#### [TASK REQUIREMENTS]
Name every common area of clinic work that the post on law school clinics below mentions.

#### [SELECTED EXCERPT]

Extracurricular: Clinics

So it's been a while since I've posted...I had full intentions to post this summer, but time got away from me. I'm gonna pick up right where I left off and continue my series on Extracurriculars for 2Ls and 3Ls. Clinics are a great way to get hands on experiential learning and feel like you are making a difference in your community.

Clinics are typically run by a law school faculty member or professor who has a passion in the particular area in which the clinic does work. Some common areas are mediation, veterans work, domestic violence, and entrepreneurship. Most law schools have a least one, and usually more, clinic. Often times, clinics will provide services to people who may otherwise not be able to afford or access legal services.

Who participates in clinic work? While clinics are usually limited to 2Ls and 3Ls, there may not be any other requirements. Some clinics, like the one I am involved with, may require a class pre-requisite before you can participate. Others don't. Any student who wants to get involved in a clinic, usually can, and should. Even if you don't have an interest in the particular area, a clinic a good way to get hands on legal experience and to do good in the community.

Why participate in clinic work? Clinics are a great way to grow legal skills while still in law school. They can also provide skills in an area that you may not otherwise get the chance to work in. I don't plan on having a career in mediation, but by participating in a mediation clinic, I am able to be skilled in mediating and add it to my resume. Certain clinics will allow you to gain a wide variety of skills including client communication, drafting motions, or even representing a client in court (under the supervision of an attorney). Another great reason to participate in clinics is because you get to make a difference in the community. As previously mentioned, many clinics provide services to those who may not otherwise have access to legal services, so clients really appreciate the work the clinics do. If the clinic works closely with clients, you may even be able to see how the clinic can help them. Anything that increases access to justice to those who may not be able to otherwise access it helps our society as a whole.

#### [DATA EXTRACT]

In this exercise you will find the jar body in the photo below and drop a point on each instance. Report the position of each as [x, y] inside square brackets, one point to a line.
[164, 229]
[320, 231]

#### [ANSWER BOX]
- Mediation
- Veterans work
- Domestic violence
- Entrepreneurship